Exercise description — From the article about Michael J. Fox below, copy out word for word everything from "Michael J. Fox stepped" down to "to the idea.".

Page text —
....
Michael J. Fox stepped back from acting in 2020, but the actor has now said he would consider returning to the big screen if the circumstances were right. Fox, who was diagnosed with Parkinson’s disease at age 29 in 1991, told Entertainment Tonight that he was open to the idea.
“If someone offers me a part and I do it and I have a good time, great,” Fox said. “I would do acting if something came up that I could put my realities into it, my challenges, if I could figure it out.”
He called his recent documentary, STILL: A Michael J. Fox Story, a “big thrill,” noting that he “never would have set that as a goal. It just happened.”
Speaking before a charity event for his Michael J. Fox Foundation, the actor told ET that his goals are always in flux due to the reality of his life. “My goals are always shifting,” he said. “My biggest goal, I think, was to raise a family. We have four amazing kids, and that’s been the big thing. And then the other is with the work we’ve done with the foundation and wanting to achieve those goals.”
....
Record excerpts —
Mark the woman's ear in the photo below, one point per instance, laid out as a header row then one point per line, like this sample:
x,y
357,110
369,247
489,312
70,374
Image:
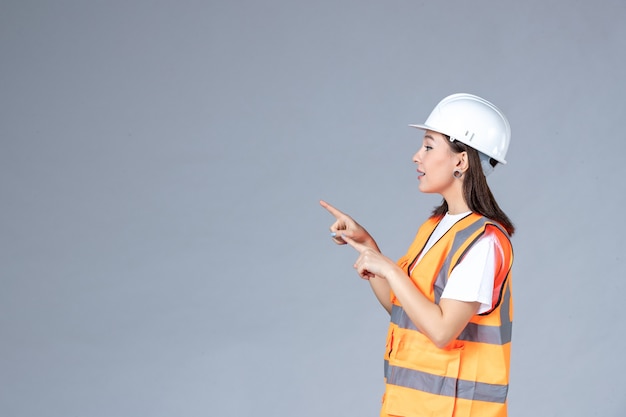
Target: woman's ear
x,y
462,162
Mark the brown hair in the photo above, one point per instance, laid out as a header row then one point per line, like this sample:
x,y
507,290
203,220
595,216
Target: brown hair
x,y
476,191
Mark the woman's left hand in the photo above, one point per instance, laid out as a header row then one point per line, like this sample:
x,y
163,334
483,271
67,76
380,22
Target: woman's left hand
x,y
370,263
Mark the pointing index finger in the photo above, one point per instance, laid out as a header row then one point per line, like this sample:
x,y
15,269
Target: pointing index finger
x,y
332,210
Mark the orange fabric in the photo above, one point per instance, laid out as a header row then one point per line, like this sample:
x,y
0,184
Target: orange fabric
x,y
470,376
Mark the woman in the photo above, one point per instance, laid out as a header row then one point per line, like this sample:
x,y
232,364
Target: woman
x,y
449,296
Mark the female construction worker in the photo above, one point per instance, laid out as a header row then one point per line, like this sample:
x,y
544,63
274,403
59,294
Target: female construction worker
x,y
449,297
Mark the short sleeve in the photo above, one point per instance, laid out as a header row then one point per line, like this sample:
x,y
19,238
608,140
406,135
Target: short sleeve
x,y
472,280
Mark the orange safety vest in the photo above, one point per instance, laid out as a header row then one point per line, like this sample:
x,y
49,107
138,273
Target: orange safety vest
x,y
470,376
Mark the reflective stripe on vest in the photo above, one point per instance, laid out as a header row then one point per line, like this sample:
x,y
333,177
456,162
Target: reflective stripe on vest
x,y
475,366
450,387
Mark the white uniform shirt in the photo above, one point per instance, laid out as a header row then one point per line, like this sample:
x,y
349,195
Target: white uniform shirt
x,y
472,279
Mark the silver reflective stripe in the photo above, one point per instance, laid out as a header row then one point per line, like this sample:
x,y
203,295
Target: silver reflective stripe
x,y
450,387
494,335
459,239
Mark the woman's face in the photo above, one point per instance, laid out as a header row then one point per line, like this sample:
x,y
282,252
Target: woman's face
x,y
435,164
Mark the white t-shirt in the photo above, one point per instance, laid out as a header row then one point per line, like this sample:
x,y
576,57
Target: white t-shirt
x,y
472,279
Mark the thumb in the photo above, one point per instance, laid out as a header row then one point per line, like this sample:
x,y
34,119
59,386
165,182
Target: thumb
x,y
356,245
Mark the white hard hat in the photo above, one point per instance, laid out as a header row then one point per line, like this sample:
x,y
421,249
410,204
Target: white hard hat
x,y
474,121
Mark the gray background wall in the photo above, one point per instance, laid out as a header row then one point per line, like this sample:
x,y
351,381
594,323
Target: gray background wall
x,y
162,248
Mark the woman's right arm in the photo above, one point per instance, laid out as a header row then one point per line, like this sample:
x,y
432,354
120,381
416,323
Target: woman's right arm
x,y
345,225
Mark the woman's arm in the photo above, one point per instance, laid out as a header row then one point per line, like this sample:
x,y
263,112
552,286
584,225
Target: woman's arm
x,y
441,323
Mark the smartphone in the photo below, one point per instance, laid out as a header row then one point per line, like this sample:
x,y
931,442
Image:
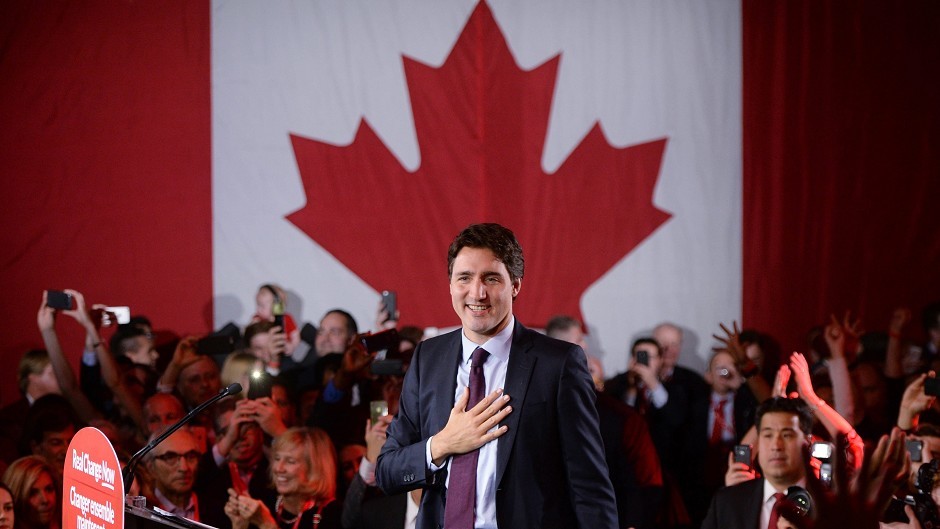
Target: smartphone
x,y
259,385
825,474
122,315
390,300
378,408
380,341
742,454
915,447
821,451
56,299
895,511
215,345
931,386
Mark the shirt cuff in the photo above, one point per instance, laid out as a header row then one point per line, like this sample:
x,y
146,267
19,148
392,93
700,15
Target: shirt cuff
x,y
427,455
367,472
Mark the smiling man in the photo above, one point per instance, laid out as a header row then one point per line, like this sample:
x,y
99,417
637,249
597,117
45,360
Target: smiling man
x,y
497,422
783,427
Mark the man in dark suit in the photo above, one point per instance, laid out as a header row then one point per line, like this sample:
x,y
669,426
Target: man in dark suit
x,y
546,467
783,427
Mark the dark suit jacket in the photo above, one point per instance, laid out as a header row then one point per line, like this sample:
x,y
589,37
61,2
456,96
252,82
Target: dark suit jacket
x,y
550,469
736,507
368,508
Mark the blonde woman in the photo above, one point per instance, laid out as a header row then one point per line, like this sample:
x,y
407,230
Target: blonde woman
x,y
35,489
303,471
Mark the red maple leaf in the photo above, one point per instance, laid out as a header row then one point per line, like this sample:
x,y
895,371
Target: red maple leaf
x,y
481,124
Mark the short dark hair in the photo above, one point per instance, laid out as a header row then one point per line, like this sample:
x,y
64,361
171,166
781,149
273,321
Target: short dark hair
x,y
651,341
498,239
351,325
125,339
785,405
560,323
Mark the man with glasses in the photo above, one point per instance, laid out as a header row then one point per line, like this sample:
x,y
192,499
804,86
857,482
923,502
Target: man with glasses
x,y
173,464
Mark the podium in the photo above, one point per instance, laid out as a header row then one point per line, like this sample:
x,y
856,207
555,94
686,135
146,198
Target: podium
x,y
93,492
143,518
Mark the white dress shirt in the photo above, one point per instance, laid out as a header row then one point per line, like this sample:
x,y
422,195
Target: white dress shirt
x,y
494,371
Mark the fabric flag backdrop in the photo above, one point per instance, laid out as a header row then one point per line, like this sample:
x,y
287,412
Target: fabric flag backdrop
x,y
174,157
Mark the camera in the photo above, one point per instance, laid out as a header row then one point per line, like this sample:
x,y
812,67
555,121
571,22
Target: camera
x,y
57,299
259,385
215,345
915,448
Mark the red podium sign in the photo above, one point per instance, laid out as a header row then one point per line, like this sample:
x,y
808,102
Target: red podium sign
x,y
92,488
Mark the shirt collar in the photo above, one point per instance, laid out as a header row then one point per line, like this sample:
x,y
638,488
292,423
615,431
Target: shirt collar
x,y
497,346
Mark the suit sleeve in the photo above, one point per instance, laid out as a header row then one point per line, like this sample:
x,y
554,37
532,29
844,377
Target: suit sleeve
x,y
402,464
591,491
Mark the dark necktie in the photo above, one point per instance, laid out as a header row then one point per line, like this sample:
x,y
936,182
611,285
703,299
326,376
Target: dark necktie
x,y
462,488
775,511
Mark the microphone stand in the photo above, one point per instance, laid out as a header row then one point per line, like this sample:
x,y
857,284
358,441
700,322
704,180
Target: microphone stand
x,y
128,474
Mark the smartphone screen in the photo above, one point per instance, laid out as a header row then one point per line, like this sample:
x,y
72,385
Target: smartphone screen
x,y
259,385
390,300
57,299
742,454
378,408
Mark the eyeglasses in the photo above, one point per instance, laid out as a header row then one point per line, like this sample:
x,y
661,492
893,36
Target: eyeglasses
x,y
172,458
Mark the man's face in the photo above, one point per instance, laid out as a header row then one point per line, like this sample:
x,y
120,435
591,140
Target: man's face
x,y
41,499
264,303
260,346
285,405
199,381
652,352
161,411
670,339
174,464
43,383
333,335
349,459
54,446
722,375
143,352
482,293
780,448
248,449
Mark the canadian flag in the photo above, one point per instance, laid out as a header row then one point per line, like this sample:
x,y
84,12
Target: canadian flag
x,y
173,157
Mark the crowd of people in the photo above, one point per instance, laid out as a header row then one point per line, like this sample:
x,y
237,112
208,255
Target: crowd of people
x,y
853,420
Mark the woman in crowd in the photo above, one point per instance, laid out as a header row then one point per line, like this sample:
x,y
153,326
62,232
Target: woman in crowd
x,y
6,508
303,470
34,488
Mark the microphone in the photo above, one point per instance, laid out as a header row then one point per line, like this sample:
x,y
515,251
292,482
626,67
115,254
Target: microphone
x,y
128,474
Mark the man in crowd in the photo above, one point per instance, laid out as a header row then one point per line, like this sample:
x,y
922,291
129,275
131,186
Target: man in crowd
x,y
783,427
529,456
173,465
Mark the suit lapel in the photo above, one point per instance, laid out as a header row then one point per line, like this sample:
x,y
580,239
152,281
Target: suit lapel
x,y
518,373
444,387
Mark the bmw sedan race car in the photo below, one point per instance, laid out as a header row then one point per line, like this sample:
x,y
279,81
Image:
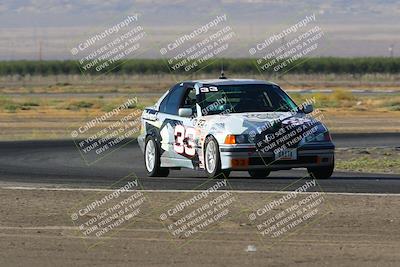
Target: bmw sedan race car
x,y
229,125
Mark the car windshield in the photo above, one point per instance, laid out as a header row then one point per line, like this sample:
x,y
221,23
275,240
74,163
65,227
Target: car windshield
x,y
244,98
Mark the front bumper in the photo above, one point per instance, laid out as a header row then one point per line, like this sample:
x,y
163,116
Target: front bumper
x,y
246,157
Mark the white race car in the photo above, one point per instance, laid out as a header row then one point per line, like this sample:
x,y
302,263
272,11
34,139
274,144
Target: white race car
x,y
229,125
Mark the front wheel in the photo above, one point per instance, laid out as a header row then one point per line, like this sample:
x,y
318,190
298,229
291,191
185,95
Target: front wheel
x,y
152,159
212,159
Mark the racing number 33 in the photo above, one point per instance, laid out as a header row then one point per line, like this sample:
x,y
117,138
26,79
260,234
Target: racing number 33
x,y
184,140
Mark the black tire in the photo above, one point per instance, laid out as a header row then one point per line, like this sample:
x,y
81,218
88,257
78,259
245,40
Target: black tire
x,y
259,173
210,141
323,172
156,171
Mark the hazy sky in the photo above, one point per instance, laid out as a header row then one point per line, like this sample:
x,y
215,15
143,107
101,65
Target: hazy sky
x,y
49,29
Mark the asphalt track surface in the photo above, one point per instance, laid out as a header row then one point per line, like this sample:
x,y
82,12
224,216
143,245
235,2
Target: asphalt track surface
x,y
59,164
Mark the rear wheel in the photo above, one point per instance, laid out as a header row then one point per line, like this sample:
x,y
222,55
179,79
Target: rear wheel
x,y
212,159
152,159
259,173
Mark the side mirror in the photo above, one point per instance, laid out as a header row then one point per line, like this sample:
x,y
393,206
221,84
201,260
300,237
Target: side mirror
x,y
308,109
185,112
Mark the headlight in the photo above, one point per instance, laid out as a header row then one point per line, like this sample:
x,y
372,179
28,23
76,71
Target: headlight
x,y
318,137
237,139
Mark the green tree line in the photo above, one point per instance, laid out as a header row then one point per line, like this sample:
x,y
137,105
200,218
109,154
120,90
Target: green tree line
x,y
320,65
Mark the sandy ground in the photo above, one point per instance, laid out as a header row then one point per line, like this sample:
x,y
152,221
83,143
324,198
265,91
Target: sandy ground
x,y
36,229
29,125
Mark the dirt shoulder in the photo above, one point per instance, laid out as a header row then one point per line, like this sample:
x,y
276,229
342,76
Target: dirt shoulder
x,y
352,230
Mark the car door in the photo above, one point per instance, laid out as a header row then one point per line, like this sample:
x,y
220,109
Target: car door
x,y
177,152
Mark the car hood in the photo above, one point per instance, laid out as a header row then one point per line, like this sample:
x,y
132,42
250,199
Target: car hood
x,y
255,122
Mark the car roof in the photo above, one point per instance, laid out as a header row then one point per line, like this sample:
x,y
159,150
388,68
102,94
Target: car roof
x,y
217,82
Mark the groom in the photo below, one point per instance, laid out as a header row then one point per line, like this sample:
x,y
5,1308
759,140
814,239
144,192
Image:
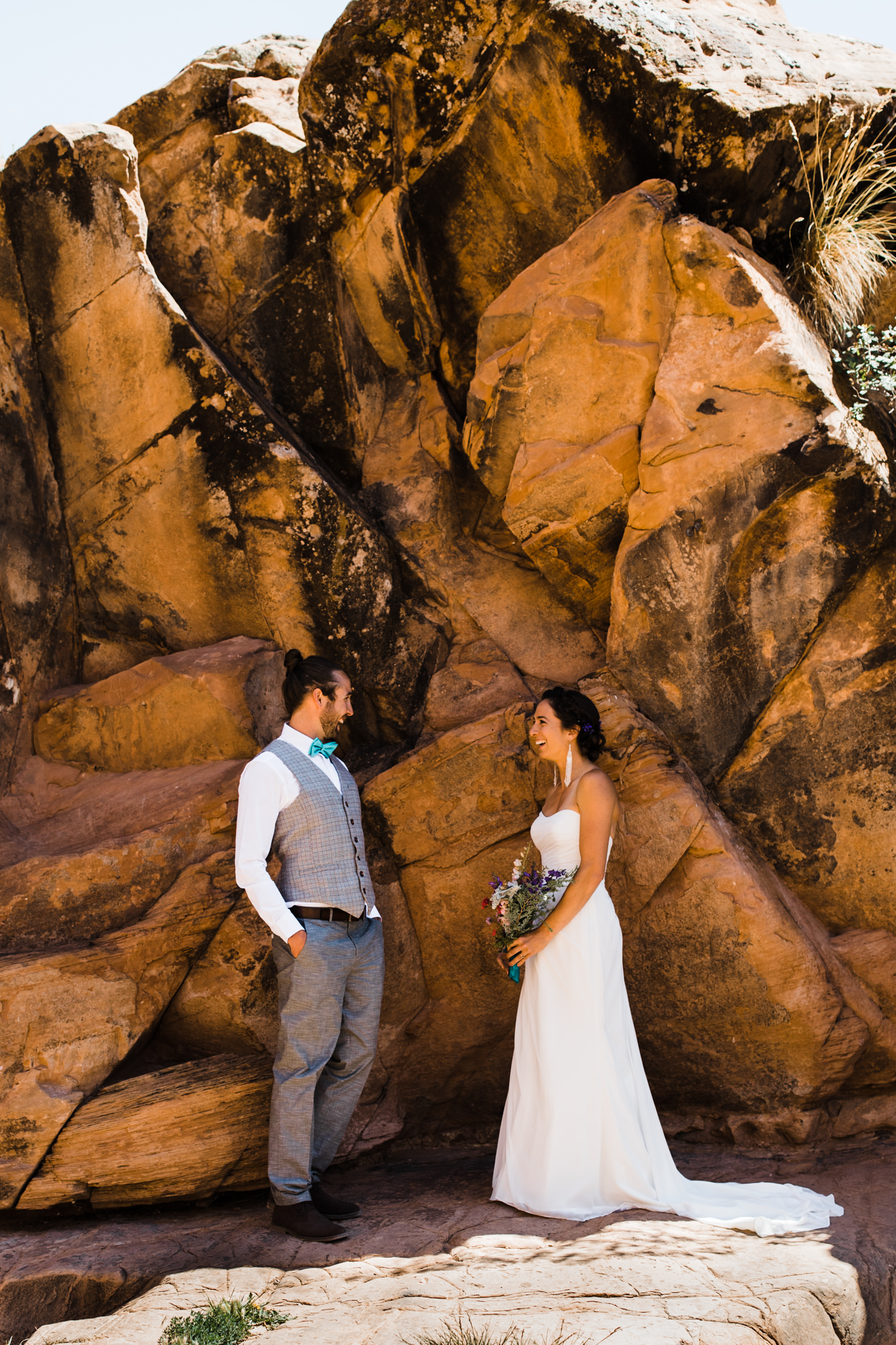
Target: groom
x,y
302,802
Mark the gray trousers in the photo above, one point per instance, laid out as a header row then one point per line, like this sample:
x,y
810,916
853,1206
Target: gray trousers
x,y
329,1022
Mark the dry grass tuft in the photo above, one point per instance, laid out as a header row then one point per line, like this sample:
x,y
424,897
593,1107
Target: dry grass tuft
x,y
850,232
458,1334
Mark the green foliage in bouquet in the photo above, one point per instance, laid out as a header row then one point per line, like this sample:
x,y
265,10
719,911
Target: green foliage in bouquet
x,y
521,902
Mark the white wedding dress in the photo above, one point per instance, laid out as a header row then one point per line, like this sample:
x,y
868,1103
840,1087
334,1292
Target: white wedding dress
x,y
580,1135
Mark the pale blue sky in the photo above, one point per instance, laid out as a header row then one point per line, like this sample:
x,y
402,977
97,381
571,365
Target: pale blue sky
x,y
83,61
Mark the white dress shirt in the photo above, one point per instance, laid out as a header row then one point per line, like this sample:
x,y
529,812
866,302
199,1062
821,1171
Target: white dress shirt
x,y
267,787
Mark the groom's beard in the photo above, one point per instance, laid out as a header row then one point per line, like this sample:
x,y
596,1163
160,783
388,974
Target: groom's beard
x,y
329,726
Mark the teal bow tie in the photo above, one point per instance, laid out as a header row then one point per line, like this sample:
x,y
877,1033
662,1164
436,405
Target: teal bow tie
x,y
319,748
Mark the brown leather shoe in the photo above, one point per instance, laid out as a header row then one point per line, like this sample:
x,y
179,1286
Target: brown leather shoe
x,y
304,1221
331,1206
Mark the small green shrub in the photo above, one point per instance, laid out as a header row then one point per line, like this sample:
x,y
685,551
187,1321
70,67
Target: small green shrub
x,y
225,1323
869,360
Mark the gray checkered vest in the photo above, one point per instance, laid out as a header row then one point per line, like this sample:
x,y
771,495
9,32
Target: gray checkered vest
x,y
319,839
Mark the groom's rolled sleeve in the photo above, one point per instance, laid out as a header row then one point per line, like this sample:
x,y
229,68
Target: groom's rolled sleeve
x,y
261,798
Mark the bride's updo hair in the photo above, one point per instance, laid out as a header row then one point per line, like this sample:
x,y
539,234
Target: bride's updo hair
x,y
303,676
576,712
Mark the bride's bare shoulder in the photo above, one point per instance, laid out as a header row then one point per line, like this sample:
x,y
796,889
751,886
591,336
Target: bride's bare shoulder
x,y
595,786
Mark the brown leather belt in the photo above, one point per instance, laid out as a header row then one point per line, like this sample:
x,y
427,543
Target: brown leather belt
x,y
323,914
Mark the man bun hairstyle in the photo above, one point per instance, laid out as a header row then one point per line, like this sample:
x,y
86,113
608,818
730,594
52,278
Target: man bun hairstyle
....
Response below —
Michael J. Fox stepped back from acting in 2020, but the actor has now said he would consider returning to the big screen if the circumstances were right. Fox, who was diagnosed with Parkinson’s disease at age 29 in 1991, told Entertainment Tonight that he was open to the idea.